━━━ ENTRIES SUPPLIED

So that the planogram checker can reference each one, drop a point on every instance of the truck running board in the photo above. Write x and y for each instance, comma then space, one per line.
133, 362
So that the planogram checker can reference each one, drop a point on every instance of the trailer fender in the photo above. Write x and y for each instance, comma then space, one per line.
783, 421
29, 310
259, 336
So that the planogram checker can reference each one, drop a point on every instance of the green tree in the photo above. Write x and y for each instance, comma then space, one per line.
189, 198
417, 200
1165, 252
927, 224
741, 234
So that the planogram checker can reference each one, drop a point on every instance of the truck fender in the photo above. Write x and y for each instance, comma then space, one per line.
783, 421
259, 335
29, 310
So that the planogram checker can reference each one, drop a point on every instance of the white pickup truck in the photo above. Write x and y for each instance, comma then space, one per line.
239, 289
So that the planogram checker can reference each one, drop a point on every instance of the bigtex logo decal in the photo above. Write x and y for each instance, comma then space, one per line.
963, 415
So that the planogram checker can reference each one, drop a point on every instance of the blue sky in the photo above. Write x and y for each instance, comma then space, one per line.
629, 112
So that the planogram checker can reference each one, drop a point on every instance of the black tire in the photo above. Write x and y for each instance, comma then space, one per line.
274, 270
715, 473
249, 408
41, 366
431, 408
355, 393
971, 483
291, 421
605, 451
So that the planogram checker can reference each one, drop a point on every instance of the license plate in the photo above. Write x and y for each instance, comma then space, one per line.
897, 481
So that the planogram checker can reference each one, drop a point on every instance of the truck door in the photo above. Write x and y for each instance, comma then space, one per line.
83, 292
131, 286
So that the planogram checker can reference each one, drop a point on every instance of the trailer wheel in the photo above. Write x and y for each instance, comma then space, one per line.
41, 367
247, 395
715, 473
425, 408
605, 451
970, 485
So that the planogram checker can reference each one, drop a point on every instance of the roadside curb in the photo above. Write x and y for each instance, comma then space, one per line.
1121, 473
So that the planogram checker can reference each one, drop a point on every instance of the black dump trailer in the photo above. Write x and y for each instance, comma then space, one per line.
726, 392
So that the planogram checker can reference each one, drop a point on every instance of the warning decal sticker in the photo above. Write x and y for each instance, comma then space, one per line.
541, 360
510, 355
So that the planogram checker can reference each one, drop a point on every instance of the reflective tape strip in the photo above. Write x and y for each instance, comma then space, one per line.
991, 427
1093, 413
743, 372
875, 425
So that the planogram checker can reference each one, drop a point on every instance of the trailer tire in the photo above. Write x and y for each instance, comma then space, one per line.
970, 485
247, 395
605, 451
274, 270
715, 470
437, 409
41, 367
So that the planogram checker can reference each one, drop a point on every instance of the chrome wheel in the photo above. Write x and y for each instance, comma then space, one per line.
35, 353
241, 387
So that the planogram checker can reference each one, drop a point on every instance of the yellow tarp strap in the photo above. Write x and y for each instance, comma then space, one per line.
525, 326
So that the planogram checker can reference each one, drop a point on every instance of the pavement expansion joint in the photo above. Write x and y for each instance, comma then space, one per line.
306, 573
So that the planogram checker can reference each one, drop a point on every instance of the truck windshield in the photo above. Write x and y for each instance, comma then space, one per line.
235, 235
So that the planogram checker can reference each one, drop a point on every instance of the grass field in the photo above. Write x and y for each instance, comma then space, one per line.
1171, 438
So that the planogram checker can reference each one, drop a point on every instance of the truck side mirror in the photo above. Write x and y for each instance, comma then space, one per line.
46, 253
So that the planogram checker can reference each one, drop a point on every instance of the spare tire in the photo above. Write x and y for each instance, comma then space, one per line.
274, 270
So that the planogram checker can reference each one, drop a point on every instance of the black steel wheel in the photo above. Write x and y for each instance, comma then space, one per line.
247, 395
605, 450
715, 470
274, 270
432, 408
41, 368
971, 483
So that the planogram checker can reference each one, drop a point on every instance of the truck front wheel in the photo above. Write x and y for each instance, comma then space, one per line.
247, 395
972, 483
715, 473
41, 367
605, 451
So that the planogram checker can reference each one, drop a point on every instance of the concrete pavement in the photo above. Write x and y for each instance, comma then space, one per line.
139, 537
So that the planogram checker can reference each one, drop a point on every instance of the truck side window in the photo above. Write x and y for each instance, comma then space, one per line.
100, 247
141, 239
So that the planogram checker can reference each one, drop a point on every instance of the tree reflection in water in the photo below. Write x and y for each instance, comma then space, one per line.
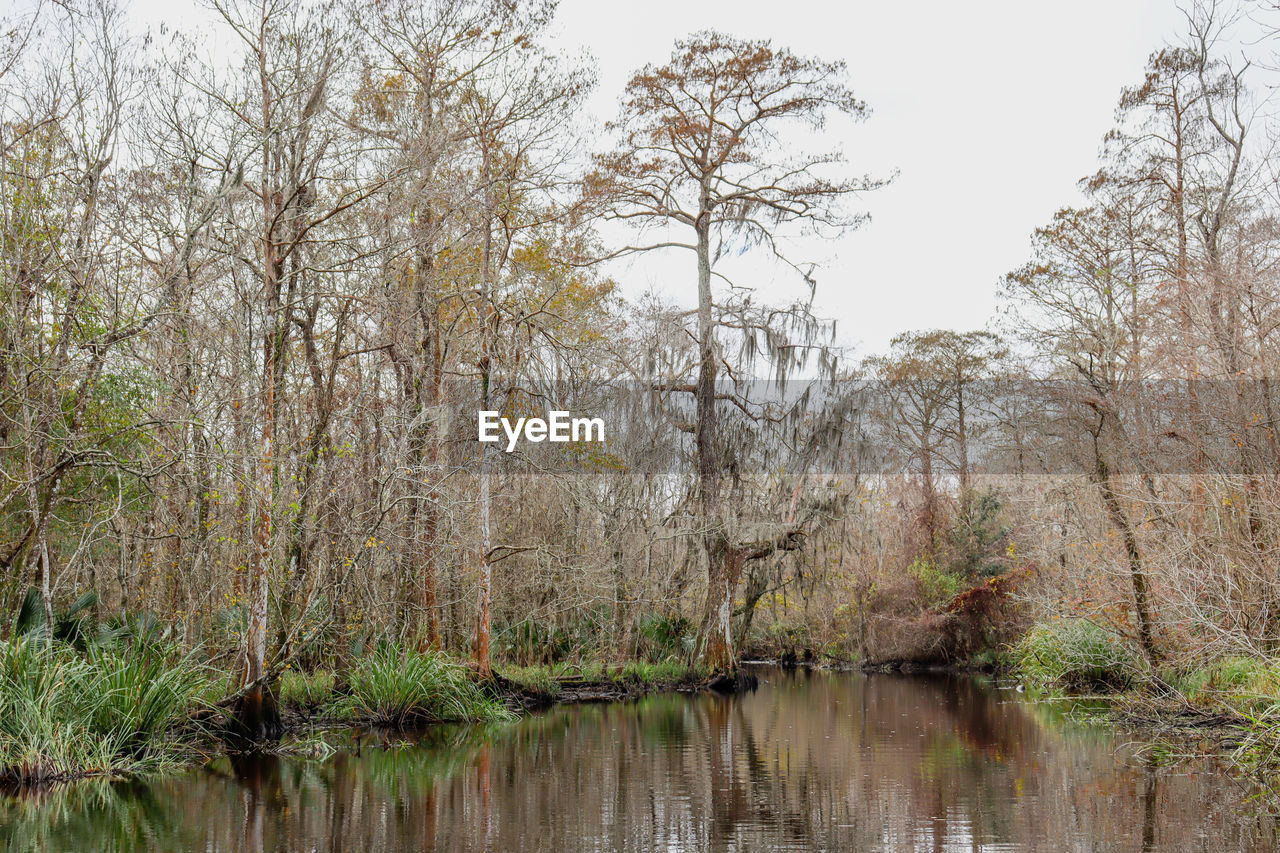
809, 761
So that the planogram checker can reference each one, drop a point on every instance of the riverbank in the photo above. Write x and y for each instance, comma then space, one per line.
119, 711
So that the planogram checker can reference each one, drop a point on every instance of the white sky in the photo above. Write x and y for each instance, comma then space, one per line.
991, 110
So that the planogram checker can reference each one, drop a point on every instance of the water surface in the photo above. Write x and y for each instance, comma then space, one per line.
810, 761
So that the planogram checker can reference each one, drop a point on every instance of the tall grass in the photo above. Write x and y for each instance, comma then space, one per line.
394, 685
108, 710
1075, 655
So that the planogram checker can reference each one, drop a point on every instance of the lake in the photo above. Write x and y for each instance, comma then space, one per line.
809, 761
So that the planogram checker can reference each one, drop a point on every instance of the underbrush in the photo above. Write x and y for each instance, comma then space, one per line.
298, 689
549, 679
1077, 655
394, 685
105, 710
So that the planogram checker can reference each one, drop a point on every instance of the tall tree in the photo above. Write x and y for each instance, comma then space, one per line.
700, 147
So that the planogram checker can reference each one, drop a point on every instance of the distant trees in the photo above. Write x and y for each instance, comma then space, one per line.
698, 153
248, 310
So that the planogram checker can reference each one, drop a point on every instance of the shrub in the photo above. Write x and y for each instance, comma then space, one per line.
306, 689
394, 685
1075, 655
109, 710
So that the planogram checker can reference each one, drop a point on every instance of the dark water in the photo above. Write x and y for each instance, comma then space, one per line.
808, 762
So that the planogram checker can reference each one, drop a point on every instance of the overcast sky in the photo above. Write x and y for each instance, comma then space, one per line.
990, 110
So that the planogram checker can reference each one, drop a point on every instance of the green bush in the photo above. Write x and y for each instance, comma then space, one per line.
306, 689
1075, 655
112, 708
394, 685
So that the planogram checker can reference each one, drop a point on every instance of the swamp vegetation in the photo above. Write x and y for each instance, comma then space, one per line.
254, 300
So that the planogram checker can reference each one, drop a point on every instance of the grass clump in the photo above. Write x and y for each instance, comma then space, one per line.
397, 687
306, 689
661, 673
106, 710
535, 679
1075, 655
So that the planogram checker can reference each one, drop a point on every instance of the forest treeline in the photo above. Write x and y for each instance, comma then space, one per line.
255, 295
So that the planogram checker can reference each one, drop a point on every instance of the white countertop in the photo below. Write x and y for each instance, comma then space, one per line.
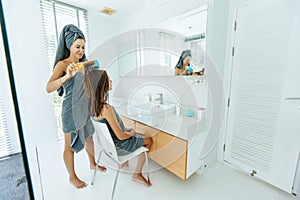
180, 126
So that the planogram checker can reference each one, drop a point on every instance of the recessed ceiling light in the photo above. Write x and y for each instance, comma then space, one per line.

━━━━━━

• [INSTRUCTIONS TO FOLLOW] Copy out all of the rows above verbatim, leaving out the pictures.

• [SOLUTION FOR THIS EXERCISE]
So that the planogram checker can reference each one, drop a point on every instance of the truck running board in the photo above. Write x and y for each instance, comma then space, one per line.
133, 362
So that the planogram checker can reference each one, drop a point on every instance of the trailer fender in the photo above. Write x and y for each instance, comma then space, one per line.
783, 421
29, 310
259, 336
So that the planogram checker can reference each one, drop a point on every instance of the green tree in the photo above. Write x and y for each instance, comma then space, one per line.
189, 198
417, 200
1165, 252
927, 224
741, 234
So that the planogram checker can reference each one, drop a point on every instance of the truck fender in the photo above. Write x and y for each instance, comma then space, one per line.
783, 421
259, 335
29, 310
So that the planogram checker can reference each one, drop a point on every instance of the white pickup truck in the photo above. Write x and y for each instance, comma then space, one per line.
239, 289
So that the planogram checker can reference each one, drop a point on every instance of the bigtex logo decal in the photo above. Write x and y for each instance, comma then space, one per line.
963, 415
So that the planogram checker can reference each one, drop a point on every instance of the blue sky in the photo above. Write x and y for each instance, comma then space, one per line.
629, 112
So that the planogram checker can reference each one, drop a point on every instance of the black tire in the photo above. Write x and y for each instance, comma then space, one per line.
274, 270
715, 473
249, 408
41, 366
431, 408
355, 393
971, 483
291, 421
605, 451
So that the planogram checker can reference each one, drop a point on every instance of the license plate in the photo above. Write x and y for each instance, comma then space, one per line.
897, 481
So that the planogram checker can reference each one, drop a point on every instance of the truck door in the photo above. Write x and y for each instance, comma then space, one per line.
83, 292
131, 286
So that the planogram checker can reference each one, drop a point on every instance of the trailer wheel in the photo above. Write x and y for each instance, comma then space, one per line.
41, 367
247, 395
715, 473
425, 408
605, 451
970, 485
So that the planogram checker can reference each one, drop a point on every instance of the roadside curb in the photo above. Write x and y for each instance, comma then space, one per line.
1121, 473
So that the planogram checker can reference each one, drop a point on every instance of the black dump trailer in the photo above. Write x and y for each instance, comma then space, one per line.
726, 392
So that the planogram checker can reference each one, drop a point on every instance of the warning decal sticker in the photo above. Write x and y for each instance, comma then space, one per line.
541, 360
510, 355
So that the planogram checker can reference each one, drop a point on every instance of the reflective tape strip in the photo above. Write x and y for each instance, comma then space, one per line.
991, 427
1093, 413
743, 372
875, 425
So that the planogram checker can reference each one, drop a point on every instance of the trailer tire in the photo above. Write x and y for each instance, comma then space, one per line.
970, 485
247, 395
605, 451
274, 270
715, 470
437, 409
41, 367
So that the planogram checker can reference each one, drop a point on every instance of the chrome wheel in the photo above. Write x and y for each instance, comma then space, one per line.
35, 353
241, 387
So that the planogram checker can reference each one, drop a point on every instance of the yellow tarp strap in the photo above. Write x and y for each instance, comma then space, one per line.
525, 326
So that the planogram checker can reference each one, drop a point on every instance of the pavement expansion joint in the photo above. Write x and y for each instance, comma then space, one per line.
306, 573
So that the planogram checker can reference each one, drop a point on every instance of the truck windshield in the photo above. Write x and y for each instance, comma then space, one per line.
235, 235
So that the planogram checker can reference each one, drop a point on every instance of the grass field in the photo above. Write x and y for each instance, comma then space, one per line.
1171, 438
So that the planogram checker can reference each one, drop a point on every instance of the truck side mirror in the photo above. Write x and y for each instance, comma then space, one per line.
46, 253
So that the planogram checker can reference each one, drop a point on every instance of the spare tire in the photo above. Write x and y for each instance, comma then space, one per line.
274, 270
So that the planogram checker can reference each one, drop a point on every instance of the black steel wheel in the photo above. Write x and y for each instance, comma then space, one per line.
247, 395
605, 450
715, 470
274, 270
432, 408
41, 368
971, 483
So that the planogram checker can reference each one, drop a point on every instance of the truck front wheel in the photo above. Write x and y for each instance, comma then space, one per line.
247, 395
972, 483
715, 473
41, 367
605, 451
So that the planogram checker can reference each one, drop a point on every instance of the concrete pavement in the photo above. Write x and y for each instance, comma then space, one per line.
139, 537
So that the planogram checker can reference each one, drop a point on every instance of the truck side window in the photo above. Write x and y for each instance, comma then space, one per line.
100, 247
141, 239
So that the planogram checker can reference each one, drop a point on every instance of the tree reflection in water in the photo below. Write x and y for each instance, comma then space, one per line.
809, 761
So that the planogram checker can reference each one, drop a point on every instance of the riverbank in the photo above. Write x and y for each instance, comma then space, one per line.
119, 711
So that the planogram checker can reference each one, drop a point on every instance of the white sky in the photo above. Write x and y for each instance, comma then space, one per line.
991, 110
So that the planogram checker can reference each one, drop a point on every instance of the water surface in the photo above. Write x and y for each instance, comma then space, one per line.
810, 761
So that the planogram checker can reference each one, drop a point on every instance of the tall grass in the photo above. Write x and y for each instance, comma then space, one per line.
394, 685
108, 710
1075, 655
So that the planogram checker can reference each one, drop a point on every instance of the lake in the photo above. Write x and y for each instance, comma then space, one per line.
809, 761
So that the planogram checker can reference each one, drop a point on every instance of the underbrush in the photo above. Write x and y for each instance, comma then space, one per line.
298, 689
549, 679
1077, 655
394, 685
105, 710
So that the planogram checker can reference each one, drop a point on every instance of the tall tree in the photo above. Write x and y for each instance, comma then space, one per line.
700, 147
So that the planogram checker can reference each one, drop a point on every instance of the distant trees in the photo above. Write x and y for each instance, comma then space, one per line.
698, 153
248, 310
So that the planogram checker can reference each one, drop a point on every instance of the shrub in the photo above. Write x and y for each instance, comma then space, one per line.
306, 689
394, 685
1075, 655
109, 710
So that the planogram checker can reference each one, drop a point on every instance of the dark water in the photo above. Write x and y for each instance, comma then space, one per line.
808, 762
So that the planogram checker can reference each one, drop a point on every instance of the overcast sky in the photo above. Write x and y for each instance, comma then space, one per line.
990, 110
So that the planogram checker can reference each one, drop a point on every instance of the green bush in the photo above. Write x and y for each instance, comma then space, one per line.
306, 689
1075, 655
112, 708
394, 685
So that the planogram checker can reference each one, drop a point on every instance of the swamp vegetation in the photo above. Write x and y for each instance, comma then space, one per line.
254, 300
So that the planogram checker can reference each one, drop a point on every instance of the grass clump in the photo above. Write x and y for each instance, comma then space, one per line.
397, 687
306, 689
661, 673
106, 710
535, 679
1075, 655
So that the planogram checker can reference each one, drop a point on every instance of the forest treeline in the photo above. Write x and y for each instance, comma then space, one per line.
255, 295
So that the planogram checker can reference each one, drop a point on every instance of the white countertop in the photo below. Write x and y for each instance, comma then space, one per line.
180, 126
So that the planogram checker can reference each one, drop a point on every instance of the recessed ceiling light in the photo above. Write x and y for each instance, comma then space, one per line.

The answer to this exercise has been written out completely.